Pick out every line below that contains the word "outline", and copy each of those lines in full.
--------------------
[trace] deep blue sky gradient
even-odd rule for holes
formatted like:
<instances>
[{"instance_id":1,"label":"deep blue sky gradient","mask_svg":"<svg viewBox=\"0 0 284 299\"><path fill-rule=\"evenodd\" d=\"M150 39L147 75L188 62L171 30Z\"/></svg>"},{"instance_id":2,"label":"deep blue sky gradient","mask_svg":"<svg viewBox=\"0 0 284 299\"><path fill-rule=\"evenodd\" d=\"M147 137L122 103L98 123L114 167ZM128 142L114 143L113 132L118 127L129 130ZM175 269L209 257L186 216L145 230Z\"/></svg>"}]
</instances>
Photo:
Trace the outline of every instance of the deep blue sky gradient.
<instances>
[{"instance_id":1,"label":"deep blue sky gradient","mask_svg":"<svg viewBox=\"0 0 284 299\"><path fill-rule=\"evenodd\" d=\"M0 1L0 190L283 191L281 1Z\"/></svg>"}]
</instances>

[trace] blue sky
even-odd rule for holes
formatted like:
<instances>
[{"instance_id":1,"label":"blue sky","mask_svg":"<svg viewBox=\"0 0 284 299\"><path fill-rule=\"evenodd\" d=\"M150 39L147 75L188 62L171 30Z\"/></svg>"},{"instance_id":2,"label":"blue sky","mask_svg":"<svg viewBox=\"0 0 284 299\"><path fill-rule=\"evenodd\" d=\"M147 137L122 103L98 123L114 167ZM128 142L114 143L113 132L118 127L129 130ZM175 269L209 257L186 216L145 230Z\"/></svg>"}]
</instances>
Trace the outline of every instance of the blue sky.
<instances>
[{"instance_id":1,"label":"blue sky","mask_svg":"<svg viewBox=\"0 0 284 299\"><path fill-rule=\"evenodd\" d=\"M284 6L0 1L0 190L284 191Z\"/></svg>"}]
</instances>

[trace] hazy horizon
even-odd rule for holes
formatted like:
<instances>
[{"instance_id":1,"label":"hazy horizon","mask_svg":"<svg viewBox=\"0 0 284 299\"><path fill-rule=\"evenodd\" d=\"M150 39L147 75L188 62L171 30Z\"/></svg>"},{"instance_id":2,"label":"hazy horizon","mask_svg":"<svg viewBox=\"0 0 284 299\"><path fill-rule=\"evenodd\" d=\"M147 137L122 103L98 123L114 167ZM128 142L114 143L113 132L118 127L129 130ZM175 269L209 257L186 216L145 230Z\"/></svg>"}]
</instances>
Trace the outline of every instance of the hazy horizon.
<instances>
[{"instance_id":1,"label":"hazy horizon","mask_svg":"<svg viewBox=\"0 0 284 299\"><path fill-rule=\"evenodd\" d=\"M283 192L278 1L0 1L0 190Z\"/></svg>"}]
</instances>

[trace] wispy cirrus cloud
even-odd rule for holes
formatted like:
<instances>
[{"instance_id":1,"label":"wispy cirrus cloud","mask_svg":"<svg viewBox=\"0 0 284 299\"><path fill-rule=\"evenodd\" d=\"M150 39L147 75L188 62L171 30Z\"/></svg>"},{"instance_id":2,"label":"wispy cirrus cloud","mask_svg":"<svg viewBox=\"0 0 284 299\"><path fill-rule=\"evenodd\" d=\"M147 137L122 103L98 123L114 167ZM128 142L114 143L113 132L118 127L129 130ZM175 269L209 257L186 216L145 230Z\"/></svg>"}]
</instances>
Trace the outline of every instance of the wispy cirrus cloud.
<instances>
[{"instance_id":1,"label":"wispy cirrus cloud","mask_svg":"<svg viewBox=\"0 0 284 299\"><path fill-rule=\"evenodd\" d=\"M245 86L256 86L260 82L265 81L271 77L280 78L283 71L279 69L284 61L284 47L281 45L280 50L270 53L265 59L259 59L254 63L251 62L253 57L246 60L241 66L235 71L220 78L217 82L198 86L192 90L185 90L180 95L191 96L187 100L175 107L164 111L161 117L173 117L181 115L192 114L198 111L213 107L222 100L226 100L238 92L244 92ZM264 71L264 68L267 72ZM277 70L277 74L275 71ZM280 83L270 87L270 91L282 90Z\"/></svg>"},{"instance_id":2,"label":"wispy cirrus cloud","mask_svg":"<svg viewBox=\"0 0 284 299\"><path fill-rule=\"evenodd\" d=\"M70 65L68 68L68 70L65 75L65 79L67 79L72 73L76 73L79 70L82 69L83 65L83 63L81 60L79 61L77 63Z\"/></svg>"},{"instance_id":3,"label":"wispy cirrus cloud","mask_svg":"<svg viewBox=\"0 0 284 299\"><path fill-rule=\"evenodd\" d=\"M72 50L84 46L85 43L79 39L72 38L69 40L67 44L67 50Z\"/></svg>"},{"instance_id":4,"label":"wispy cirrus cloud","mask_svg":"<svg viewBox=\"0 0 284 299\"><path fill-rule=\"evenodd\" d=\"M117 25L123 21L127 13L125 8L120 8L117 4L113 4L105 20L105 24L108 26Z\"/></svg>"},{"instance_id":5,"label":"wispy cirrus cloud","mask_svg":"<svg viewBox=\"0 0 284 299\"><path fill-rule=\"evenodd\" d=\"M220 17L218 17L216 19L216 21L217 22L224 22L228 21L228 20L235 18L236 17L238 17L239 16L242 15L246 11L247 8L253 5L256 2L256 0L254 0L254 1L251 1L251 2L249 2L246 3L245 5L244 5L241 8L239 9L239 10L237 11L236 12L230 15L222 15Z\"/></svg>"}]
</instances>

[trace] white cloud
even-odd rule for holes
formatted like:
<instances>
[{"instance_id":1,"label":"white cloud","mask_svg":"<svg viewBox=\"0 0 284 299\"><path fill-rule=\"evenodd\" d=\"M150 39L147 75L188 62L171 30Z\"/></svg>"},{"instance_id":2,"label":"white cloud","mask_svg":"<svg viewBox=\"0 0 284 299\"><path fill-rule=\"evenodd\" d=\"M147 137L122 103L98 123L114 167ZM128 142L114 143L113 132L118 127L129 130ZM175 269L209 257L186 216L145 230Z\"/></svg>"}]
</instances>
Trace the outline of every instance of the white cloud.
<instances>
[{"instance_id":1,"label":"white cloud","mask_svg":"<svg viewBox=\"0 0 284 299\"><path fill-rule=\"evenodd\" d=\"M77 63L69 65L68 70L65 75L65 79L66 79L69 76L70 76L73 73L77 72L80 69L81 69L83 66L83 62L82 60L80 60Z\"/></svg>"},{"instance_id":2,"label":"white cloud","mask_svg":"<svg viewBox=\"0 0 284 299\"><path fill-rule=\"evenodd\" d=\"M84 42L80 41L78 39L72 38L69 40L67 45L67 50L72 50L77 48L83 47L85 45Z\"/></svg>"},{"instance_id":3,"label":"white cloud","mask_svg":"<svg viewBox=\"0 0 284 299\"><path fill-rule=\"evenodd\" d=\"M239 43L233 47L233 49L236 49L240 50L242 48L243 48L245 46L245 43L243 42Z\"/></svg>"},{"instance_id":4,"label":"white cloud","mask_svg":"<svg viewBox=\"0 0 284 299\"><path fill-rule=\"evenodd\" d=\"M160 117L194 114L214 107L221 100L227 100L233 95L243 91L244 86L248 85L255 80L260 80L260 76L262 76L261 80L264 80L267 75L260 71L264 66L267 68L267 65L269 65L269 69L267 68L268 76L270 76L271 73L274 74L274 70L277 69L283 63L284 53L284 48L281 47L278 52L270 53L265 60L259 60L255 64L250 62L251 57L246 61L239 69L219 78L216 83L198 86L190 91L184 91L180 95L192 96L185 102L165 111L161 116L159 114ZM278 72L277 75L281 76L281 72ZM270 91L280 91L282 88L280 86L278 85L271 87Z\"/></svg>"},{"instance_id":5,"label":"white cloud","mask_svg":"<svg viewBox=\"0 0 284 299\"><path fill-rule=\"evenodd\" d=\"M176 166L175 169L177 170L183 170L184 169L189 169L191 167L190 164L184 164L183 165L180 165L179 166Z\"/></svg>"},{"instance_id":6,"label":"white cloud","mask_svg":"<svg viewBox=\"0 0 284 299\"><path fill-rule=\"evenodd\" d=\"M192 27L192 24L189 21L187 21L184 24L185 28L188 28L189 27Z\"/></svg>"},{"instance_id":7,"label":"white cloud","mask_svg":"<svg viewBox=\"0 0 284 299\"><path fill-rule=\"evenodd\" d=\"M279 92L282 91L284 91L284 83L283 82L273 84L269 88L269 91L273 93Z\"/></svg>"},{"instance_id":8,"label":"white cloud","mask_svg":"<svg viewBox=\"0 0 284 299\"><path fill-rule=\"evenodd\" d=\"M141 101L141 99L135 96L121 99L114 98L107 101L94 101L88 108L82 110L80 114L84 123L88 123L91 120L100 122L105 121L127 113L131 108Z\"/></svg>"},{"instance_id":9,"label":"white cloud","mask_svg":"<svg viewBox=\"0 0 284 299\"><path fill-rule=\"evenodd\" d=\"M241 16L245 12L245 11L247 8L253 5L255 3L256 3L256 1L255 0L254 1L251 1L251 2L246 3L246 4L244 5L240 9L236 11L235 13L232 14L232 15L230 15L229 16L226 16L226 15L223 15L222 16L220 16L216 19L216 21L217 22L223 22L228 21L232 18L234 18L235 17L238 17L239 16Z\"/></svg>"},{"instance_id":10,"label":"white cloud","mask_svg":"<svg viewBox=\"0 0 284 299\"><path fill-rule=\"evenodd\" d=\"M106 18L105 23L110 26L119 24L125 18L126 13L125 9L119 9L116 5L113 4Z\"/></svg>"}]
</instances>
--------------------
### WRITTEN ANSWER
Trace the outline of every instance of the deep blue sky gradient.
Trace the outline of every instance of the blue sky.
Trace the outline of every instance of the hazy horizon.
Trace the outline of every instance of the wispy cirrus cloud.
Trace the outline of every instance of the white cloud.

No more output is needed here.